_Goal of the exercise_
Please return the rows below unchanged, each one on its own line in the same order.

_Supplied records_
________________
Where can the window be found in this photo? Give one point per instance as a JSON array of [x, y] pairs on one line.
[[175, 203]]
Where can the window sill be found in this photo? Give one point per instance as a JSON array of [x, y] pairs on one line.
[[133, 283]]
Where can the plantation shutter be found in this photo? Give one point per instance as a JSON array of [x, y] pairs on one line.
________________
_Full answer_
Where can the window be found in this photo? Give one point per instance as a JSON array of [x, y] pairs on one line.
[[175, 203]]
Where can the window sill be found in this photo? Give one point per instance as a JSON array of [x, y] pairs on one line.
[[133, 283]]
Where can the plantation shutter be found in this photo? Give one point per instance as a JSON array of [x, y] pairs on one line.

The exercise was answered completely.